» Point labeling rows from photos:
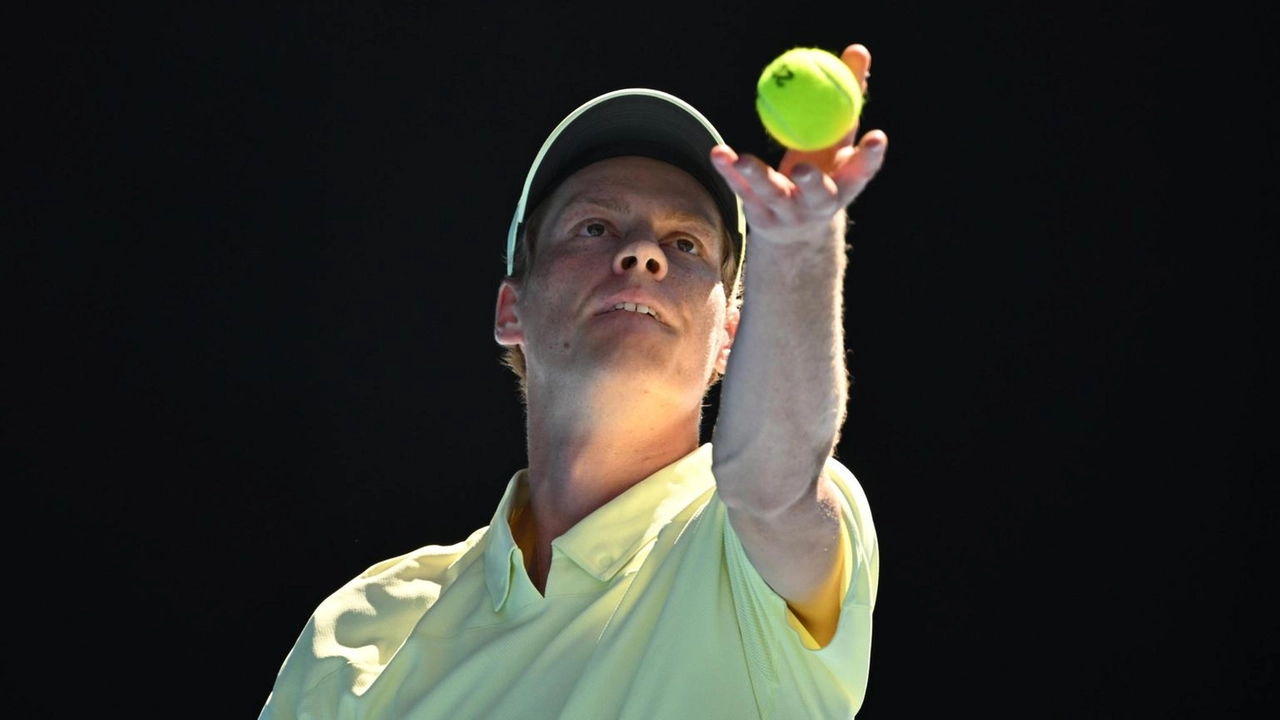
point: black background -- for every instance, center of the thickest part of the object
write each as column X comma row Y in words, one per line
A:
column 256, row 255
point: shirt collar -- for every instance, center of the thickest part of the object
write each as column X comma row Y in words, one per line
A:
column 606, row 540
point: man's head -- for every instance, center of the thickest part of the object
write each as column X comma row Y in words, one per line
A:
column 632, row 124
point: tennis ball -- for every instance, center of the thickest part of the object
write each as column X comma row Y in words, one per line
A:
column 808, row 99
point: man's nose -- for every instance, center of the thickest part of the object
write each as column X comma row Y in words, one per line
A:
column 641, row 254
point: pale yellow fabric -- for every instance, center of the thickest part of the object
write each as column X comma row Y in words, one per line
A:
column 652, row 611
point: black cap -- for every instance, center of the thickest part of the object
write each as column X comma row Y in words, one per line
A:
column 630, row 122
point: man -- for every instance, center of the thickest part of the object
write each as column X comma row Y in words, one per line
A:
column 630, row 572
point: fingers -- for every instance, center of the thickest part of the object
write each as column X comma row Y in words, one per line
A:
column 863, row 163
column 859, row 59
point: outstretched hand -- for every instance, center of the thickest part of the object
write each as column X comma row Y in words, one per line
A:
column 808, row 187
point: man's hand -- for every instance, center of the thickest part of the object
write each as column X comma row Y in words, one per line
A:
column 808, row 187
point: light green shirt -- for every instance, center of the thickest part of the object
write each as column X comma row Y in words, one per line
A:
column 652, row 611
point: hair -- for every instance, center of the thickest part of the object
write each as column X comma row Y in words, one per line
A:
column 525, row 255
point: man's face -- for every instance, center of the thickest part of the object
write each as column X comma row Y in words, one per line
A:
column 620, row 237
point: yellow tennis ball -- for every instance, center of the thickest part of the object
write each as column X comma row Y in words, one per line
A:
column 808, row 99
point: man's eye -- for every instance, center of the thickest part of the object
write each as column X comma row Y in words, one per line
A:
column 686, row 245
column 594, row 228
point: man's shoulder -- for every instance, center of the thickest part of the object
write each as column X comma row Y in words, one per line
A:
column 428, row 563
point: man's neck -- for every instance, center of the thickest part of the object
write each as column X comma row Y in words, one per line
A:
column 580, row 465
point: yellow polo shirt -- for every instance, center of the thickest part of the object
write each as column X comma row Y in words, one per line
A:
column 652, row 611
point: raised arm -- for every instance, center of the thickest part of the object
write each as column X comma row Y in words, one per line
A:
column 784, row 395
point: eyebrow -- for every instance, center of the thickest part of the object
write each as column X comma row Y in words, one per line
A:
column 620, row 205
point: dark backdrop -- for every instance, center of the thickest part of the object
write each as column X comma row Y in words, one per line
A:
column 256, row 256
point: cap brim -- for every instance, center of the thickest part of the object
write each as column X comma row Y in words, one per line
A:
column 630, row 122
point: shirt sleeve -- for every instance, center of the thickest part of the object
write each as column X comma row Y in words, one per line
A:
column 818, row 682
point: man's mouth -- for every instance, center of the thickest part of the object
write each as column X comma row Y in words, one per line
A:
column 636, row 308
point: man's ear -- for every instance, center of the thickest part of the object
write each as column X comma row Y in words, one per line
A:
column 506, row 322
column 731, row 319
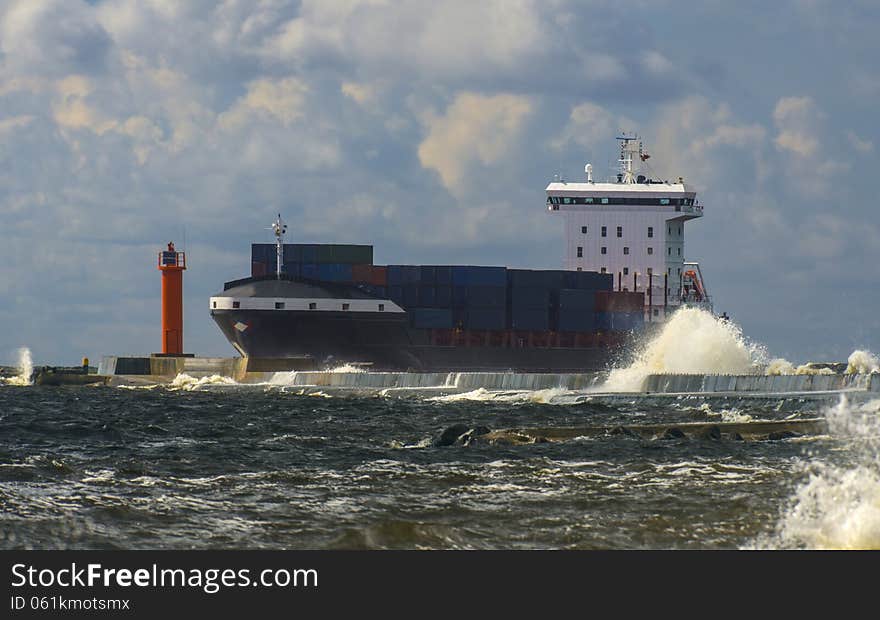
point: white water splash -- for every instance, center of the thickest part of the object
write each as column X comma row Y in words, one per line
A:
column 693, row 341
column 549, row 396
column 862, row 362
column 347, row 368
column 838, row 507
column 187, row 383
column 25, row 366
column 780, row 366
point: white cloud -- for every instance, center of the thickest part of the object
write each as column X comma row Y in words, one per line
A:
column 52, row 37
column 281, row 100
column 862, row 145
column 475, row 129
column 589, row 126
column 795, row 118
column 700, row 141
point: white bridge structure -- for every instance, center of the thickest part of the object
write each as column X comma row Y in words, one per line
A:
column 634, row 228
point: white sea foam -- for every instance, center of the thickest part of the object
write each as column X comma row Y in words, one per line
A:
column 549, row 396
column 838, row 506
column 187, row 383
column 347, row 368
column 693, row 341
column 25, row 366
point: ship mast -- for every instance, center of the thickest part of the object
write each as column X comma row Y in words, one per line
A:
column 279, row 228
column 630, row 146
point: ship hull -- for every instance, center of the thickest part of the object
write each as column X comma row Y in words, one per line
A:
column 387, row 342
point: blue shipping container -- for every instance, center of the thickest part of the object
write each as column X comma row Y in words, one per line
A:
column 443, row 274
column 530, row 319
column 403, row 274
column 485, row 296
column 575, row 298
column 486, row 318
column 530, row 297
column 536, row 278
column 431, row 318
column 411, row 295
column 443, row 296
column 576, row 320
column 334, row 272
column 309, row 270
column 473, row 275
column 427, row 296
column 427, row 274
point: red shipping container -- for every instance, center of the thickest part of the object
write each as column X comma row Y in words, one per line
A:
column 362, row 273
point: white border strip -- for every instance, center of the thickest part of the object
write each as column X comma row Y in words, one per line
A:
column 305, row 304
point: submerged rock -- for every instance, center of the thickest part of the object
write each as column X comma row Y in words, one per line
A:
column 673, row 433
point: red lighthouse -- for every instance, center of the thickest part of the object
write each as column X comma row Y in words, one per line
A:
column 172, row 265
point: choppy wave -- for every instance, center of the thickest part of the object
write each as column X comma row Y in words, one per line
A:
column 25, row 366
column 548, row 396
column 838, row 506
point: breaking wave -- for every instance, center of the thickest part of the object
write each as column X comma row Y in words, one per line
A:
column 838, row 507
column 188, row 383
column 693, row 341
column 862, row 362
column 25, row 367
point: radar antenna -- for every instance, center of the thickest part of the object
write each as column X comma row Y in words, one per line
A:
column 279, row 228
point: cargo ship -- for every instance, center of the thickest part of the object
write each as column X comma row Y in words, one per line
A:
column 324, row 305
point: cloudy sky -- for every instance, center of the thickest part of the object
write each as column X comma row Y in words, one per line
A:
column 429, row 129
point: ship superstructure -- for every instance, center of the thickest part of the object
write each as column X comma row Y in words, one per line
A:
column 634, row 229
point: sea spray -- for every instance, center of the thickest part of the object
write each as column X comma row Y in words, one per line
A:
column 693, row 341
column 187, row 383
column 25, row 367
column 838, row 506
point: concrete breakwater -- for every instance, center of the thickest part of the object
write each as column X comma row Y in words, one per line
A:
column 590, row 382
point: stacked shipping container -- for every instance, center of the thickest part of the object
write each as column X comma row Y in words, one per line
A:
column 469, row 297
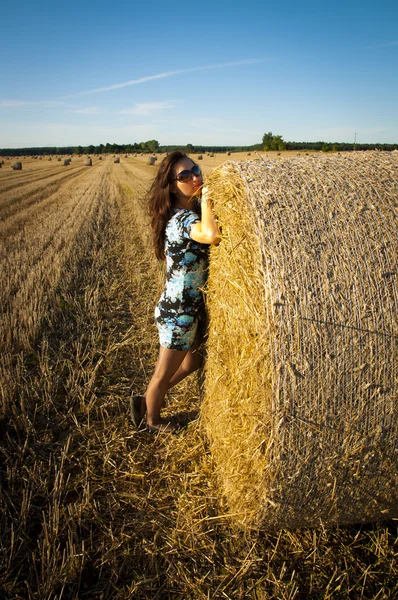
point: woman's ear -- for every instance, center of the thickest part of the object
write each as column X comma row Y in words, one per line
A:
column 172, row 187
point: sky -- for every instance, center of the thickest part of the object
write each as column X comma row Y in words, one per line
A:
column 207, row 73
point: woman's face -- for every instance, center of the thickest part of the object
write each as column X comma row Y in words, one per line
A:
column 190, row 188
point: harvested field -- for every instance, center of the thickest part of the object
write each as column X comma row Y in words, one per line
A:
column 89, row 507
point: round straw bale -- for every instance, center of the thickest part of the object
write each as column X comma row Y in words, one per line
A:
column 301, row 377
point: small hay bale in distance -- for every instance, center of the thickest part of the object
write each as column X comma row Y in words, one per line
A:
column 302, row 371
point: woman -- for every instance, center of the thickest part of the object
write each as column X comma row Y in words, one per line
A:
column 183, row 227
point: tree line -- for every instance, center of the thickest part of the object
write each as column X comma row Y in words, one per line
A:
column 269, row 142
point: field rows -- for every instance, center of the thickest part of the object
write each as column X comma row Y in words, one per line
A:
column 89, row 507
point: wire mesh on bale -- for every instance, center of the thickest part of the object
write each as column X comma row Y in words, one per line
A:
column 301, row 377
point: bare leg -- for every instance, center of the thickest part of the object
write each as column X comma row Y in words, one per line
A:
column 167, row 366
column 190, row 364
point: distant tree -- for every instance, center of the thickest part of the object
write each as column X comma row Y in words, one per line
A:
column 153, row 145
column 273, row 142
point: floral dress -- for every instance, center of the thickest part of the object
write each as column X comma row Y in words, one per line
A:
column 181, row 305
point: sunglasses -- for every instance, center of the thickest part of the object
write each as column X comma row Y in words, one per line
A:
column 187, row 175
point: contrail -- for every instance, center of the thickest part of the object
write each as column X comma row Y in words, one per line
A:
column 116, row 86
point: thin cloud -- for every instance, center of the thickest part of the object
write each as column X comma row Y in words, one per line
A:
column 89, row 110
column 116, row 86
column 147, row 108
column 14, row 103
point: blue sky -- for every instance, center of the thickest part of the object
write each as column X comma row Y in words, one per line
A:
column 203, row 73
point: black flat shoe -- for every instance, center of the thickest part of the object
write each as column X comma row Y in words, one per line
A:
column 162, row 428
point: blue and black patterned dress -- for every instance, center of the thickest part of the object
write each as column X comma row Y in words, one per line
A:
column 181, row 305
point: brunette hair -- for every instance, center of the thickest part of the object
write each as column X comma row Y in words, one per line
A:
column 161, row 200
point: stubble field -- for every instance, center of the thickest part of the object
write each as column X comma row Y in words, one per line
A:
column 89, row 507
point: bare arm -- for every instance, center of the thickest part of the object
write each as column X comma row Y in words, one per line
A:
column 206, row 231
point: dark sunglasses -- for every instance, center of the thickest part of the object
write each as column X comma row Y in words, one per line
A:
column 187, row 175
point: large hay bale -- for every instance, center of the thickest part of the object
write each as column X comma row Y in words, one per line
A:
column 301, row 378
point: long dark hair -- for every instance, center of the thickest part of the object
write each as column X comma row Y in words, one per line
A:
column 161, row 200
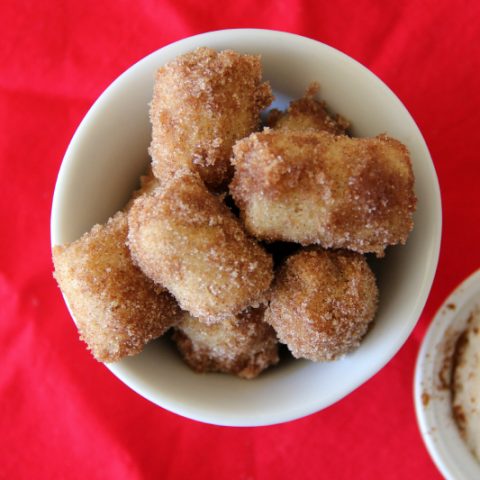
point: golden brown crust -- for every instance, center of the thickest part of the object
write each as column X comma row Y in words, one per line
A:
column 307, row 113
column 318, row 188
column 322, row 303
column 244, row 345
column 116, row 307
column 184, row 238
column 148, row 183
column 203, row 102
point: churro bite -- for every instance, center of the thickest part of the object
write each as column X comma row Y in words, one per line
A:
column 116, row 307
column 203, row 102
column 148, row 183
column 184, row 238
column 322, row 303
column 244, row 345
column 317, row 188
column 307, row 113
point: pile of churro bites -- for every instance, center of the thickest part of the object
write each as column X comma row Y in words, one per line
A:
column 242, row 235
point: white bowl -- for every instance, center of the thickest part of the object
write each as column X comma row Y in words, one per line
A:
column 108, row 153
column 432, row 374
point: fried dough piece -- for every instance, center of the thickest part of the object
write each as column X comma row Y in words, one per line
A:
column 244, row 345
column 307, row 113
column 322, row 303
column 318, row 188
column 466, row 383
column 203, row 102
column 184, row 238
column 116, row 307
column 148, row 183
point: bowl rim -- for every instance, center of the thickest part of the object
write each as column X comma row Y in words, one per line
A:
column 298, row 412
column 438, row 429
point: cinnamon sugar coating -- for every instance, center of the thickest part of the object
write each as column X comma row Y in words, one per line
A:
column 318, row 188
column 244, row 345
column 184, row 238
column 307, row 113
column 322, row 303
column 203, row 102
column 148, row 183
column 116, row 307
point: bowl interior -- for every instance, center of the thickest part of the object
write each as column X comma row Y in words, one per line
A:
column 432, row 400
column 109, row 152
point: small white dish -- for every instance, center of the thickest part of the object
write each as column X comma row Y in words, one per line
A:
column 108, row 153
column 432, row 378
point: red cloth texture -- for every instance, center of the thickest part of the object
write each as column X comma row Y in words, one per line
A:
column 62, row 414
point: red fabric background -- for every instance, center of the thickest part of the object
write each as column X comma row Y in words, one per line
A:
column 63, row 415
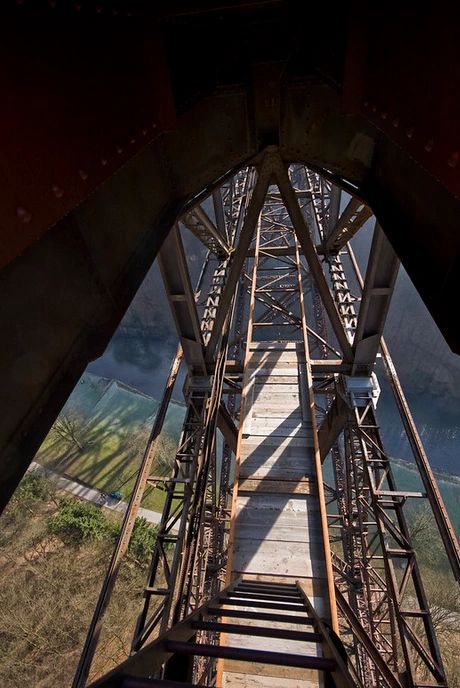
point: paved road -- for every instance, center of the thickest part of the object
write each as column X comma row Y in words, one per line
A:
column 92, row 495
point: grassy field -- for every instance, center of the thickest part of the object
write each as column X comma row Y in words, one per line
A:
column 101, row 435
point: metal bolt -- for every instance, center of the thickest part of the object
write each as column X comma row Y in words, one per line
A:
column 58, row 192
column 23, row 214
column 453, row 160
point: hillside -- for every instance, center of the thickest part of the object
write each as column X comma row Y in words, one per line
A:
column 101, row 434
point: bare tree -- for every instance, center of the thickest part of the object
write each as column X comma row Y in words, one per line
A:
column 70, row 428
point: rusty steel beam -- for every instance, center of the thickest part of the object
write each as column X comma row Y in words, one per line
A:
column 240, row 254
column 434, row 496
column 382, row 270
column 176, row 278
column 353, row 217
column 201, row 225
column 308, row 249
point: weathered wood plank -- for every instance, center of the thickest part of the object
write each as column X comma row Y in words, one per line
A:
column 279, row 673
column 267, row 556
column 275, row 346
column 279, row 533
column 265, row 485
column 277, row 503
column 238, row 680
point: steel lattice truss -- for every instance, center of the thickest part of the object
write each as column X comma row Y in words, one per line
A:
column 301, row 285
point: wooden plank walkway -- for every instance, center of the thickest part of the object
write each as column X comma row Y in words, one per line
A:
column 277, row 534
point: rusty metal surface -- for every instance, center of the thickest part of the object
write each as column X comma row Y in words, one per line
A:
column 81, row 96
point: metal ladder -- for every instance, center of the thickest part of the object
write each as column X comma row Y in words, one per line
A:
column 246, row 607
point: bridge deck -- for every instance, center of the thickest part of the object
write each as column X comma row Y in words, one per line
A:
column 277, row 532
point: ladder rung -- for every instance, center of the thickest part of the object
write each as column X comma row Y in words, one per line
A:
column 267, row 584
column 247, row 655
column 263, row 596
column 262, row 616
column 261, row 604
column 267, row 591
column 136, row 682
column 285, row 634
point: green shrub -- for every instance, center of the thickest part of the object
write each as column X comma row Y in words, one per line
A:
column 143, row 539
column 77, row 520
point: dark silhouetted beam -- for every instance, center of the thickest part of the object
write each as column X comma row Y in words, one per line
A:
column 201, row 225
column 381, row 273
column 176, row 278
column 353, row 217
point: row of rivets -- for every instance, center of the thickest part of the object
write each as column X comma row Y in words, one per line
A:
column 429, row 144
column 25, row 215
column 79, row 6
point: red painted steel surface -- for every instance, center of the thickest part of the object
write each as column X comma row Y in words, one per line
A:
column 79, row 98
column 403, row 73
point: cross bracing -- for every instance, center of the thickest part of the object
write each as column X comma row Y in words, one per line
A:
column 280, row 357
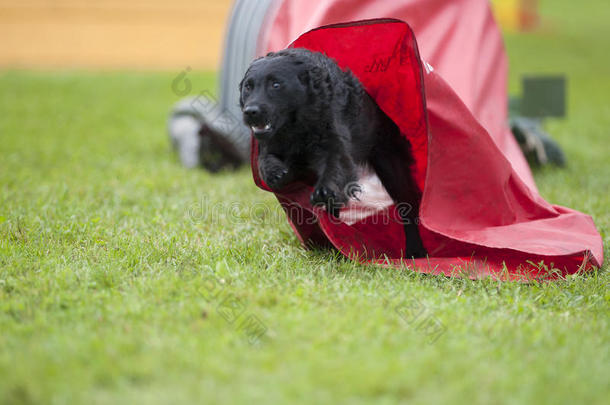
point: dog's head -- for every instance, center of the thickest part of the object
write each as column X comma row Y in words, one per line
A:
column 275, row 89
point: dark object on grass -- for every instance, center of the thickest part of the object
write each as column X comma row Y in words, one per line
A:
column 313, row 120
column 537, row 146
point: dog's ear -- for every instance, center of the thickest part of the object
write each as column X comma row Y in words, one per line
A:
column 241, row 96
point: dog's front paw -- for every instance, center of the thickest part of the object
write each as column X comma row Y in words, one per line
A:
column 332, row 200
column 274, row 175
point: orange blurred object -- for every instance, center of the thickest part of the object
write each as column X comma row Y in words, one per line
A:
column 517, row 15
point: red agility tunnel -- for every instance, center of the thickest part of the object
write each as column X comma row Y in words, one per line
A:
column 480, row 211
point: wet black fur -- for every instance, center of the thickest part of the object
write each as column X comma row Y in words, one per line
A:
column 323, row 125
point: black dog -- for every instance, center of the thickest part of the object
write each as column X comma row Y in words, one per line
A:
column 313, row 120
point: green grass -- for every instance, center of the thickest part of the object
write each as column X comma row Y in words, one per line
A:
column 107, row 259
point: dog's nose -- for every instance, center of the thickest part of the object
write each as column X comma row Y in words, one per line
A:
column 252, row 111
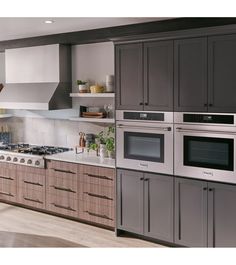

» Aim of the exercise: Copy the lines above word for word, starting at the line that contains "point: rusty metal" and ending at the line that contains "column 79, row 6", with both of those lines included.

» Finished exercise:
point: rusty metal surface -- for every instance, center of the thickest part of the object
write each as column X comma row Y in words, one per line
A:
column 81, row 96
point: metal ladder -- for every instance, center of the thickest part of the object
write each as column X comma row Y in words, one per line
A:
column 246, row 607
point: bridge deck -- for every instance, center of the thickest part of the object
write each as column X comma row Y in words, one per line
A:
column 277, row 532
point: ladder rung -- for every instance, center of the thickest part of the object
write each as column X comma row Y in words, one per line
A:
column 267, row 584
column 247, row 655
column 263, row 596
column 262, row 616
column 261, row 604
column 267, row 591
column 136, row 682
column 285, row 634
point: green shrub -- for every instance, center of the thickest part of the object
write each as column X comma row Y in words, one per line
A:
column 143, row 539
column 77, row 520
point: dark silhouetted beam -- for every instance, center of the thickest part of the object
write each as column X comma row Y in words, one per line
A:
column 201, row 225
column 381, row 273
column 176, row 278
column 353, row 217
point: row of rivets -- for every instance, center of the thickest part of the object
write each as column X comma row Y in words, one per line
A:
column 429, row 144
column 25, row 215
column 79, row 6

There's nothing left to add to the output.